## Your goal
Please translate this sentence from the text on the Museum of Chinese in America's recovery after its fire into Spanish: "Amazingly, 95 percent of the collection was salvaged and installed in a new home at 3 Howard Street, one block away from the museum itself at 215 Centre St."

A week after the fire, MOCA’s president, Nancy Yao Maasbach, reported that 200 boxes had been recovered from the space and stabilization efforts were underway. Six months later, she commented, “In addition to extracting more than 85,000 items out of the fire-torn building, the team has worked ceaselessly to create a plan for full recovery.” Amazingly, 95 percent of the collection was salvaged and installed in a new home at 3 Howard Street, one block away from the museum itself at 215 Centre St.
To mark the anniversary and the institution’s Phoenix-like renewal, MOCA teamed up with Google Arts & Culture on a virtual exhibition titled Trial by Fire: The Race to Save 200 Years of Chinese American History, available exclusively on the platform. This compelling exhibition tells the story of the fire and its critical aftermath in images, videos, and social media posts.
“One of the unexpected silver linings of this period of time are creative and intentional new partnerships. MOCA is incredibly grateful to Google Arts & Culture to expand MOCA’s usership which will inevitably broaden the much-needed scholarship in the areas related to the Chinese American narrative in America,” Nancy Yao Maasbach commented in a press release.
“Google Arts & Culture is proud to share the Museum of Chinese in America's journey from tragedy to triumph, as it worked to successfully preserve and protect the museum's art and historical artifacts for generations to come,” commented Google Arts & Culture US lead Simon Delacroix. “Now people around the world will get to experience the museum immersively through virtual tours and exclusive exhibits.”
In addition to Trial by Fire, more than 200 digitized, high-resolution images from MOCA’s collections will be available for the first time through this online portal, as well as the digital exhibit, With a Single Step: Stories in the Making of America, and the My MOCA Story video project, a crowdsourced storytelling project launched by MOCA at the beginning of the COVID-19 pandemic.

## Information given
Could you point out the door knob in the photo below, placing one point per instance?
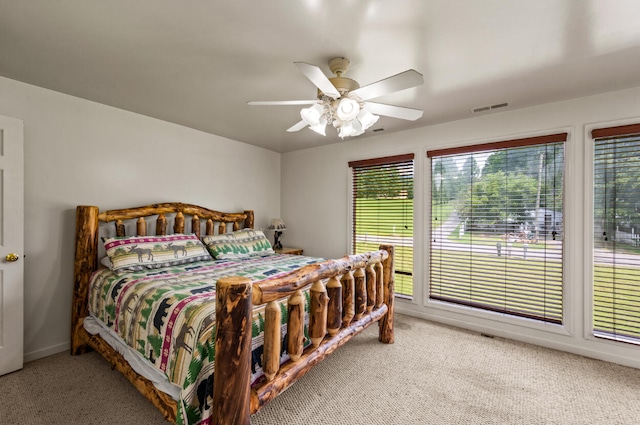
(12, 257)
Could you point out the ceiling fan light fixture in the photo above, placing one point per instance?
(347, 109)
(367, 119)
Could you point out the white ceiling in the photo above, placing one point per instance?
(197, 63)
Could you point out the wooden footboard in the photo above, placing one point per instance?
(347, 296)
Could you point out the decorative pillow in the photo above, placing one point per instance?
(151, 252)
(239, 244)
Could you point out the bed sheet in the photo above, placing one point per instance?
(168, 315)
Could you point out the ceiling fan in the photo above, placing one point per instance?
(344, 104)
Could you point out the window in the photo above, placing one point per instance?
(616, 223)
(497, 227)
(383, 212)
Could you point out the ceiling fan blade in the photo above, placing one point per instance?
(318, 78)
(281, 102)
(393, 111)
(404, 80)
(297, 127)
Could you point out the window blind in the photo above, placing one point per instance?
(616, 224)
(383, 212)
(497, 227)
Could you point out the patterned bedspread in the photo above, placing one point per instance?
(168, 316)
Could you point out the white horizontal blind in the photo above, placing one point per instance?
(383, 212)
(616, 250)
(497, 227)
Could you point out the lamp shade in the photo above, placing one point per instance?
(277, 224)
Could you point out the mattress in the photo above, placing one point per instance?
(163, 322)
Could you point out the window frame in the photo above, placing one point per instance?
(379, 160)
(593, 132)
(565, 328)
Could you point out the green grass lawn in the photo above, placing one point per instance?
(371, 212)
(486, 273)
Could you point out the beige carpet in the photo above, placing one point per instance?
(433, 374)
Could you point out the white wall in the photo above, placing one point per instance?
(80, 152)
(315, 198)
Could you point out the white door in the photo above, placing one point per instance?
(11, 244)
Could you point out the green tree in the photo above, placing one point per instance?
(499, 198)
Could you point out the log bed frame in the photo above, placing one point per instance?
(358, 293)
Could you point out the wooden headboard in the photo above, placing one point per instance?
(88, 229)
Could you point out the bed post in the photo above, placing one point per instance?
(386, 323)
(232, 370)
(86, 261)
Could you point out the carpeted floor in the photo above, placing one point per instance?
(433, 374)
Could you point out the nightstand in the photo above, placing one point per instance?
(290, 251)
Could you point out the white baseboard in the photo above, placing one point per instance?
(46, 352)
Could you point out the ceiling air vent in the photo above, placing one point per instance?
(489, 107)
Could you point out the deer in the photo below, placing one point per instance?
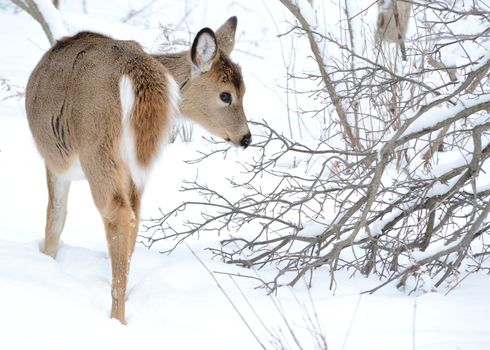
(102, 109)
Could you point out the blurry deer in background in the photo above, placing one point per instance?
(102, 109)
(392, 23)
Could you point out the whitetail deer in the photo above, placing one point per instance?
(102, 108)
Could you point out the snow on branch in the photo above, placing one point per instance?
(47, 15)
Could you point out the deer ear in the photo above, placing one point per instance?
(225, 35)
(203, 50)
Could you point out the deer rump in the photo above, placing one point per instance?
(94, 97)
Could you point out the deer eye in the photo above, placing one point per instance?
(225, 97)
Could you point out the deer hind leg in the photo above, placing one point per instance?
(135, 202)
(111, 194)
(58, 189)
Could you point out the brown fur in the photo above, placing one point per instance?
(387, 28)
(74, 110)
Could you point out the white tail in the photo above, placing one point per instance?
(102, 108)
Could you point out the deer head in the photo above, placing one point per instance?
(213, 94)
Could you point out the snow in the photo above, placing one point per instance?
(53, 18)
(172, 301)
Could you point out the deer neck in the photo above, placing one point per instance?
(178, 64)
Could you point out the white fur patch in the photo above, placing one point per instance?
(206, 50)
(139, 174)
(174, 105)
(60, 197)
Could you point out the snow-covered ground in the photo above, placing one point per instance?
(173, 302)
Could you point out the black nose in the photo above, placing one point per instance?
(246, 141)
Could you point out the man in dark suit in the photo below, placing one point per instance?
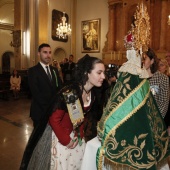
(44, 82)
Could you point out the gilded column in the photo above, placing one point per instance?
(163, 25)
(111, 36)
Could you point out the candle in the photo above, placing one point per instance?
(114, 55)
(118, 55)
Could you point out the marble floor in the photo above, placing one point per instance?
(15, 129)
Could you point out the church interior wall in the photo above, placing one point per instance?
(115, 15)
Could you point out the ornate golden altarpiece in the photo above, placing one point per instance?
(121, 15)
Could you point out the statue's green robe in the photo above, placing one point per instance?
(132, 132)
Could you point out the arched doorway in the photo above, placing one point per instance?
(6, 62)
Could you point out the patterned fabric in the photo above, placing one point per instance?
(159, 84)
(63, 158)
(132, 132)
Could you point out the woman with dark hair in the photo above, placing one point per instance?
(159, 83)
(15, 81)
(73, 121)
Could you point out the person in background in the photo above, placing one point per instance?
(57, 65)
(68, 70)
(44, 82)
(15, 82)
(78, 99)
(159, 83)
(164, 68)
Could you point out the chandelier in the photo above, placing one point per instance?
(64, 29)
(169, 20)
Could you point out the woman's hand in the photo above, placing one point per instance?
(73, 143)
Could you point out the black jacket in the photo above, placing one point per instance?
(43, 91)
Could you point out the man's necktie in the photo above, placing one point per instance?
(48, 73)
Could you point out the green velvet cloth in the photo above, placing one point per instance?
(132, 131)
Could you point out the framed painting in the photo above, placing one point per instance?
(90, 32)
(57, 19)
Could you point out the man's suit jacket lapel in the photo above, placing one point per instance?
(43, 73)
(53, 76)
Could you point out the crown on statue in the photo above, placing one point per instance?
(138, 37)
(129, 41)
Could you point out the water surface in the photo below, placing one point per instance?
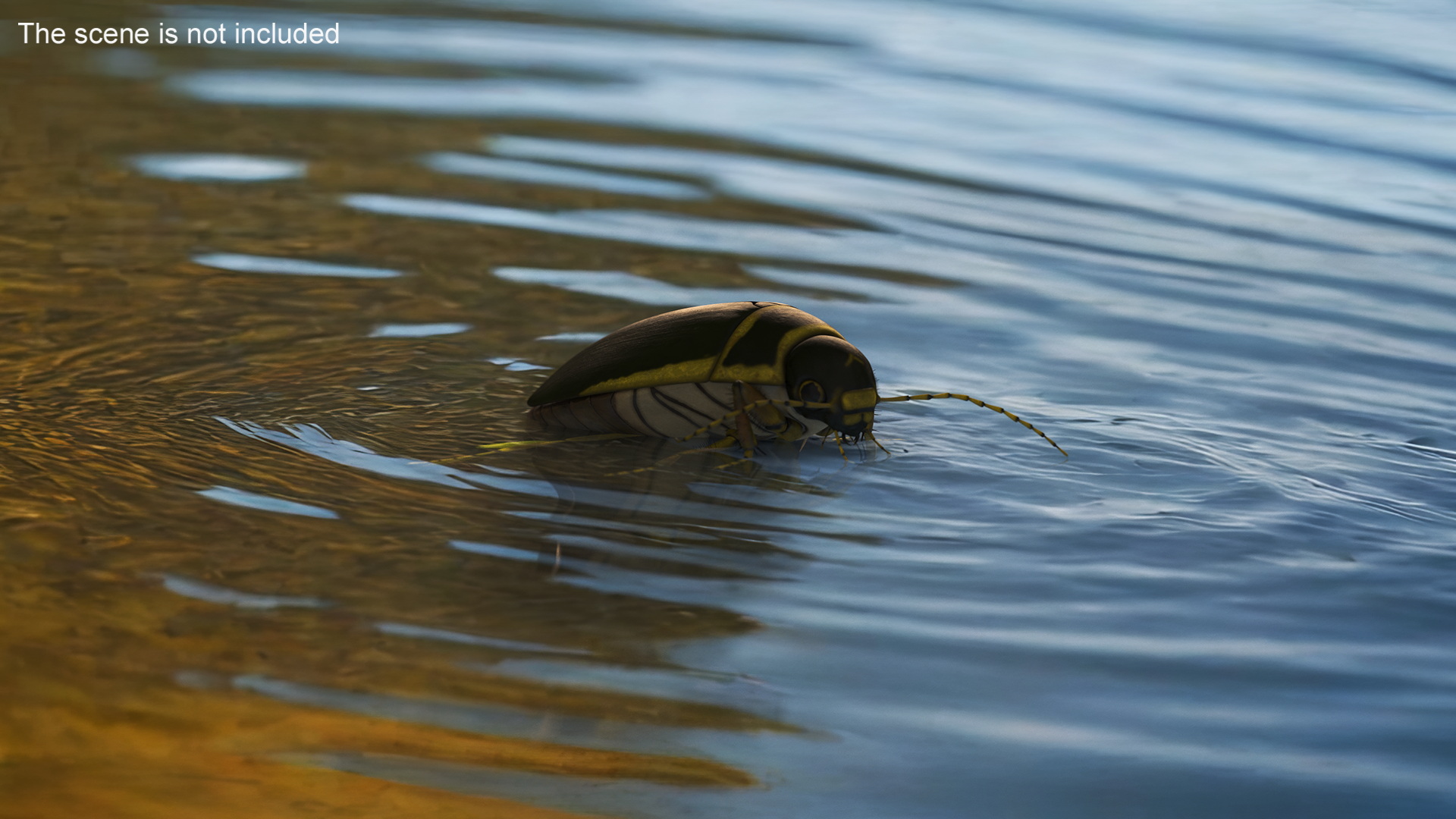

## Problem solution
Sorprendentemente, el 95 por ciento de la colección se rescató y se instaló en una nueva sede en 3 Howard Street, a una cuadra del propio museo, situado en 215 Centre St.